● **What is being asked**
Repeat the entries below in full, with every character unchanged.

[Stored records]
= = =

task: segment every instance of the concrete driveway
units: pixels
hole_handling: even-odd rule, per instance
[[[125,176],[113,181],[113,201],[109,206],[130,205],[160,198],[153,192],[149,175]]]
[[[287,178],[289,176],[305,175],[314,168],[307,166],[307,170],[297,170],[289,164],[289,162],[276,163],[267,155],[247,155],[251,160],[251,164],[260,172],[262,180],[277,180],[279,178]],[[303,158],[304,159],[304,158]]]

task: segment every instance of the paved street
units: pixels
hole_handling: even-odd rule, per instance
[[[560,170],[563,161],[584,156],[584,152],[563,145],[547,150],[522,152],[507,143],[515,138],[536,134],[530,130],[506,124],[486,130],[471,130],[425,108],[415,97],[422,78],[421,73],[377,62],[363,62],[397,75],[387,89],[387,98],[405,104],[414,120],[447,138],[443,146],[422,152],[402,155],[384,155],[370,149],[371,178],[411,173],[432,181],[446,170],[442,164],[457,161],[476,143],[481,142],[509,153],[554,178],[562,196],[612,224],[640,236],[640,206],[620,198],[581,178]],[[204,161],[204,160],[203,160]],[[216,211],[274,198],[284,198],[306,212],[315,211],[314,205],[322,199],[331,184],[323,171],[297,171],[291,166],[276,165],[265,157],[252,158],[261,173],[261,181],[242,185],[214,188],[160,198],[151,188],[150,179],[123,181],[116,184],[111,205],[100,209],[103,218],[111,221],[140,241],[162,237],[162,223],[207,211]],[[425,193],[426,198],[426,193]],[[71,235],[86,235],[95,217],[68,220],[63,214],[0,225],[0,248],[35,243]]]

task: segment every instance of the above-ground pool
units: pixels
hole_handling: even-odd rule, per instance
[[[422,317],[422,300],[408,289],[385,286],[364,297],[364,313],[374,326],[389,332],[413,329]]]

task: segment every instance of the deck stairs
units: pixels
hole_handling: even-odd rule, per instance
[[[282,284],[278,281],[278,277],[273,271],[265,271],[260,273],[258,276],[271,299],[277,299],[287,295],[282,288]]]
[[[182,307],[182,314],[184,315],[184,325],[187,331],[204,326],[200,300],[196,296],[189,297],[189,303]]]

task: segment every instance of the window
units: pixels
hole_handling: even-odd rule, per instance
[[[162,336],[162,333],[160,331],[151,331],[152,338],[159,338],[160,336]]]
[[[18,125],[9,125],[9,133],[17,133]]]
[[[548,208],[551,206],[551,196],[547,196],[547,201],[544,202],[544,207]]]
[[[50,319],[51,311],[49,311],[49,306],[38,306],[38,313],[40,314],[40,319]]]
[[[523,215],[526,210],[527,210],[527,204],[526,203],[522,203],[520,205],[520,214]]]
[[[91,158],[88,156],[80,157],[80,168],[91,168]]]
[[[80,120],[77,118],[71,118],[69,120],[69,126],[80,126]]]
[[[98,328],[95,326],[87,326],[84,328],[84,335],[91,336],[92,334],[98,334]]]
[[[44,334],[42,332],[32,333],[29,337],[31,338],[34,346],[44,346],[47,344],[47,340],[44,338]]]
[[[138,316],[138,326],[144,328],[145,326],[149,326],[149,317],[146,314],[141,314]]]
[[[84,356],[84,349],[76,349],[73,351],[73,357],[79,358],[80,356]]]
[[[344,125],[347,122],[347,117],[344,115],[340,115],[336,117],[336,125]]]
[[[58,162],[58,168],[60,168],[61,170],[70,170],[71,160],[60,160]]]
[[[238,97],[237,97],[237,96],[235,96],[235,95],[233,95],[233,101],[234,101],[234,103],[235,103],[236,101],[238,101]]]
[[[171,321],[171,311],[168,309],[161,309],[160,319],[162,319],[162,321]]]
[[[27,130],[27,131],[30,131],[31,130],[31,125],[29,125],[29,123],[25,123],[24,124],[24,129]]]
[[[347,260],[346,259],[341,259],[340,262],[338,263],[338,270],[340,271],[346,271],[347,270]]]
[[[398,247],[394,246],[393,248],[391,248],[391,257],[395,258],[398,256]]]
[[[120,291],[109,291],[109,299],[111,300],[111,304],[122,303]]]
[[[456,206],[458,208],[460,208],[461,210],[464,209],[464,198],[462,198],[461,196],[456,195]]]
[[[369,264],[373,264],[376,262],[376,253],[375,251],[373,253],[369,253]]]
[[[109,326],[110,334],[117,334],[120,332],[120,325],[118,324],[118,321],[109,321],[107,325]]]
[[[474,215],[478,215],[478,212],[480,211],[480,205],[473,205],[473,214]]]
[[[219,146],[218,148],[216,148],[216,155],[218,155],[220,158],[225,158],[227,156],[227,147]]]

= = =

● **Response area**
task: segment every instance of the concrete driveway
units: pixels
hole_handling: even-odd rule, per instance
[[[125,176],[113,181],[113,201],[109,206],[130,205],[160,198],[153,192],[149,175]]]
[[[287,178],[289,176],[305,175],[314,168],[307,166],[307,170],[297,170],[289,164],[289,162],[276,163],[267,155],[247,155],[251,160],[251,164],[260,172],[262,180],[277,180],[279,178]],[[303,158],[304,159],[304,158]]]

task: segment every instance of the paved street
units: pixels
hole_handling: even-odd rule, per instance
[[[560,170],[563,161],[584,156],[584,152],[563,145],[547,150],[522,152],[507,143],[515,138],[536,134],[530,130],[506,124],[486,130],[471,130],[425,108],[415,97],[422,78],[421,73],[377,62],[363,62],[397,75],[387,89],[387,98],[405,104],[414,120],[447,138],[443,146],[422,152],[402,155],[384,155],[370,149],[371,178],[411,173],[432,181],[446,170],[442,164],[457,161],[476,143],[481,142],[509,153],[554,178],[562,196],[612,224],[640,236],[640,206],[620,198],[581,178]],[[204,161],[204,160],[203,160]],[[216,211],[274,198],[284,198],[306,212],[315,211],[314,205],[322,199],[331,184],[323,171],[297,171],[291,166],[276,165],[265,157],[252,158],[261,173],[261,181],[242,185],[214,188],[160,198],[151,188],[150,179],[123,181],[116,184],[111,205],[100,209],[103,218],[111,221],[140,241],[162,237],[162,223],[207,211]],[[425,193],[426,198],[426,193]],[[71,235],[86,235],[95,217],[68,220],[63,214],[0,225],[0,248],[35,243]]]

task: segment every instance of the above-ground pool
units: pixels
hole_handling: even-odd rule, per instance
[[[422,317],[422,300],[408,289],[385,286],[364,297],[364,313],[374,326],[389,332],[413,329]]]

task: segment every instance of the deck stairs
units: pixels
hole_handling: even-odd rule, per instance
[[[282,284],[278,281],[278,277],[273,271],[265,271],[260,273],[258,276],[271,299],[277,299],[287,295],[282,288]]]
[[[182,307],[182,314],[184,315],[184,325],[187,331],[204,326],[200,300],[196,296],[189,297],[189,303]]]

task: segment every instance of the window
units: pixels
hole_handling: even-odd rule, per instance
[[[162,336],[162,333],[160,331],[151,331],[152,338],[159,338],[160,336]]]
[[[18,125],[9,125],[9,133],[17,133]]]
[[[548,208],[551,206],[551,196],[547,196],[547,201],[544,202],[544,207]]]
[[[50,319],[51,311],[49,311],[49,306],[38,306],[38,313],[40,314],[40,319]]]
[[[523,215],[526,210],[527,210],[527,204],[526,203],[522,203],[520,205],[520,214]]]
[[[91,158],[88,156],[80,157],[80,168],[91,168]]]
[[[80,120],[77,118],[71,118],[69,120],[69,126],[80,126]]]
[[[98,328],[95,326],[87,326],[84,328],[84,335],[91,336],[92,334],[98,334]]]
[[[44,334],[42,332],[32,333],[29,337],[31,338],[34,346],[44,346],[47,344],[47,340],[44,338]]]
[[[138,316],[138,326],[144,328],[145,326],[149,326],[149,317],[146,314],[141,314]]]
[[[84,356],[84,349],[76,349],[73,351],[73,357],[79,358],[80,356]]]
[[[344,125],[347,122],[347,117],[344,115],[340,115],[336,117],[336,125]]]
[[[58,162],[58,168],[60,168],[61,170],[70,170],[71,160],[60,160]]]
[[[238,97],[237,97],[237,96],[235,96],[235,95],[233,95],[233,101],[234,101],[234,103],[235,103],[236,101],[238,101]]]
[[[171,321],[171,311],[168,309],[161,309],[160,319],[162,319],[162,321]]]
[[[27,130],[27,131],[30,131],[31,130],[31,125],[29,125],[29,123],[25,123],[24,124],[24,129]]]
[[[347,260],[346,259],[341,259],[340,262],[338,263],[338,270],[340,271],[346,271],[347,270]]]
[[[398,247],[394,246],[393,248],[391,248],[391,257],[395,258],[398,256]]]
[[[120,291],[109,291],[109,299],[111,300],[111,304],[122,303]]]
[[[456,206],[458,208],[460,208],[461,210],[464,209],[464,198],[462,198],[461,196],[456,195]]]
[[[369,264],[373,264],[376,262],[376,253],[375,251],[373,253],[369,253]]]
[[[109,326],[110,334],[117,334],[120,332],[120,325],[118,324],[118,321],[109,321],[107,325]]]
[[[474,215],[478,215],[478,212],[480,211],[480,205],[473,205],[473,214]]]
[[[219,146],[218,148],[216,148],[216,155],[218,155],[220,158],[225,158],[227,156],[227,147]]]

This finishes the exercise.